Tuttavia tali dati vanno interpretati con moderato entusiasmo, sottolineando che tali numeri riguardano sì tante nuove assunzioni, ma con tipologie contrattuali discutibili: la maggior parte dell’incremento occupazione è infatti dovuto agli sgravi fiscali per le aziende per contratti a tempo determinato; che seppur rappresentano un buon passo avanti e un buon inizio per il neo lavoratore, non sono però di certo la via risolutiva per il difficoltoso mondo del lavoro e la conseguente vivibilità nella nostra società.
I contratti a termine infatti, se da una parte riducono il tasso di disoccupazione, dall’altra fanno dilagare il precariato, a cui quindi pare ancora non sia stata trovata soluzione.
La disoccupazione è scesa, ma questo dato riguarda principalmente i giovani, infatti la fascia più in difficoltà nel trovare un impiego risulta essere quella dai 35 ai 49 anni; si registra invece un vertiginoso calo dei lavoratori autonomi, quasi indirettamente proporzionale all’aumento dei lavoratori dipendenti.
Il rapporto 2018: ci sono 168,7 anziani ogni 100 giovani. E solo il 18,5% di chi parte dal basso si laurea e il 14,8% ha un lavoro qualificato. La spesa per protezione sociale è al 30% del Pil, dato superiore a quello registrato in tutti gli altri Paesi dell’Unione Europea: la media è al 28,5%.

# COMPITI DA SVOLGERE
1. Nel testo sull'occupazione, quale fascia d'età risulta la più in difficoltà nel trovare un impiego?
2. Estendi il testo sull'occupazione, proseguendo dopo la sua ultima frase.

Esempi di etichettatura dei punti:
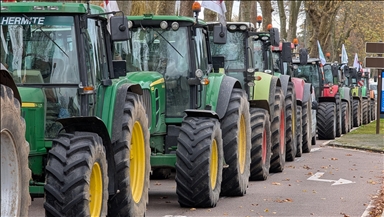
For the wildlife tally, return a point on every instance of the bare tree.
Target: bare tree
(266, 10)
(166, 8)
(186, 8)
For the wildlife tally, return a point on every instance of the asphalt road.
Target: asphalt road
(328, 182)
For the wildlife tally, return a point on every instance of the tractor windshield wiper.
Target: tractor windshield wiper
(168, 42)
(49, 37)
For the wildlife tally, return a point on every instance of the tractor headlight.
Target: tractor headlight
(175, 26)
(232, 27)
(163, 24)
(199, 73)
(250, 70)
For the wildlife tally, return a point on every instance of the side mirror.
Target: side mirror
(335, 70)
(119, 68)
(314, 105)
(218, 62)
(219, 34)
(286, 52)
(119, 28)
(274, 36)
(303, 56)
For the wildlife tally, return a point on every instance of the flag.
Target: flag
(110, 6)
(356, 63)
(218, 7)
(344, 56)
(321, 54)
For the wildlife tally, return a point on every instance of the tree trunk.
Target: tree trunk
(245, 11)
(283, 20)
(266, 10)
(209, 15)
(166, 8)
(229, 7)
(293, 15)
(186, 8)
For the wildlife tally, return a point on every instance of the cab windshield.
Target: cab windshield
(233, 51)
(39, 50)
(328, 76)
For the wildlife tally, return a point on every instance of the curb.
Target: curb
(364, 148)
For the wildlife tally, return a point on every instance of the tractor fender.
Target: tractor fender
(345, 94)
(118, 111)
(7, 80)
(299, 88)
(284, 80)
(262, 93)
(226, 87)
(201, 113)
(307, 92)
(95, 125)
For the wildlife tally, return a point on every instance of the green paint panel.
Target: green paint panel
(48, 7)
(261, 88)
(213, 89)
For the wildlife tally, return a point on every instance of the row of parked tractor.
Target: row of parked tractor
(106, 104)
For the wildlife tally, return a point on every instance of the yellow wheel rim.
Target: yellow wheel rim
(242, 146)
(95, 190)
(137, 162)
(213, 166)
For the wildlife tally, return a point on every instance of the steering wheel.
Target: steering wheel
(39, 63)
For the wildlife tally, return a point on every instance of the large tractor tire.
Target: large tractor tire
(299, 129)
(76, 180)
(290, 132)
(326, 120)
(15, 174)
(338, 115)
(373, 110)
(132, 162)
(345, 115)
(356, 113)
(307, 126)
(365, 111)
(236, 129)
(261, 144)
(277, 108)
(199, 163)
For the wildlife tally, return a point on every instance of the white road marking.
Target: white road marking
(317, 176)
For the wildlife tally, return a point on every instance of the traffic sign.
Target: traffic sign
(360, 83)
(374, 47)
(374, 62)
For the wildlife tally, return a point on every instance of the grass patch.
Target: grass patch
(369, 128)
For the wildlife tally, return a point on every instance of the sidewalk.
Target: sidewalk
(364, 138)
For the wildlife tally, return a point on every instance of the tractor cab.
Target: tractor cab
(310, 71)
(167, 45)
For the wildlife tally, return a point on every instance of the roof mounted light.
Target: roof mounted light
(175, 26)
(53, 8)
(243, 27)
(39, 8)
(130, 24)
(163, 24)
(232, 27)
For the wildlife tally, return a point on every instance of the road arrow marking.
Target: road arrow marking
(317, 176)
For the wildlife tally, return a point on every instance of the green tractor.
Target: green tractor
(85, 120)
(327, 115)
(198, 120)
(234, 53)
(15, 174)
(306, 104)
(369, 100)
(357, 109)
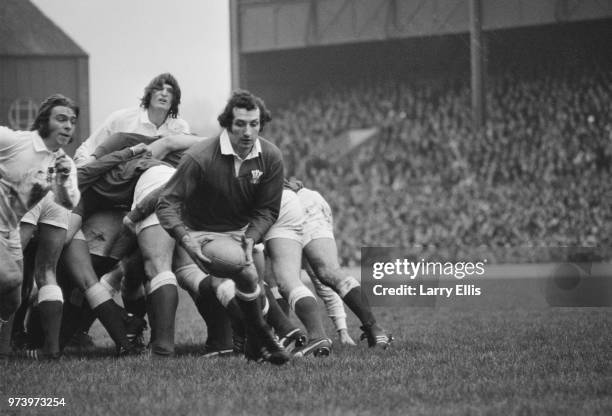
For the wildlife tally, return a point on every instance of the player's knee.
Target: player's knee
(248, 276)
(10, 281)
(328, 275)
(154, 266)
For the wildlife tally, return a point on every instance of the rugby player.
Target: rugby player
(321, 254)
(230, 185)
(31, 164)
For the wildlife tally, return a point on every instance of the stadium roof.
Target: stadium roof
(26, 31)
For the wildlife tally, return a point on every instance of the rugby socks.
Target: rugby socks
(350, 292)
(74, 309)
(109, 313)
(333, 304)
(112, 280)
(6, 327)
(50, 305)
(281, 301)
(250, 307)
(218, 325)
(276, 317)
(134, 300)
(304, 304)
(163, 294)
(226, 294)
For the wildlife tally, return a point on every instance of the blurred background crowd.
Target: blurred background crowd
(536, 175)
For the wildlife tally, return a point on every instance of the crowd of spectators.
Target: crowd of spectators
(535, 175)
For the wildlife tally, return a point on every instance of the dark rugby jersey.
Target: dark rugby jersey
(205, 194)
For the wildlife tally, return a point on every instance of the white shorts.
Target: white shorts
(101, 231)
(319, 222)
(290, 222)
(149, 181)
(47, 211)
(11, 241)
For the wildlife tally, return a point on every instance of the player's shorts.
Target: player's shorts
(149, 181)
(290, 222)
(319, 222)
(47, 211)
(11, 243)
(101, 230)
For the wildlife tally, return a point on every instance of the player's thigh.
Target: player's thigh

# RISULTATI FINALI
1. Quella dai 35 ai 49 anni.

2.
L’invecchiamento della popolazione dovuto anche al guadagno di quella anziana in termini di sopravvivenza “porta con sé, un’accresciuta domanda di cura che mette in tensione il ruolo di sostegno della rete di parentela”. Si tratta del ‘debito demografico’ contratto da un paese nei confronti delle generazioni future in termini di previdenza, spesa sanitaria e assistenza. L’evoluzione demografica degli ultimi decenni non solo ci consegna un Paese profondamente trasformato nella struttura e nelle dinamiche sociali e demografiche, ma non ci fa ben sperare per il futuro. La tendenza demografica, infatti, è destinata ad accentuare ulteriormente il processo di invecchiamento. Secondo le previsioni, tra 20 anni lo squilibrio intergenerazionale sarà ancora più critico, con 265 anziani ogni 100 giovani.
Dal 2015 l’Italia è entrata in una fase di declino demografico. All’1 gennaio 2018 si stima che la popolazione ammonti a 60,5 milioni di residenti, con un’incidenza della popolazione straniera dell’8,4% (5,6 milioni). La popolazione totale è diminuita di quasi 100mila persone rispetto ai dati dello scorso anni. Si accentua contemporaneamente l’invecchiamento della popolazione, come detto, nonostante la presenza degli stranieri, caratterizzati da una struttura per età più giovane di quella italiana e con una fecondità più elevata”.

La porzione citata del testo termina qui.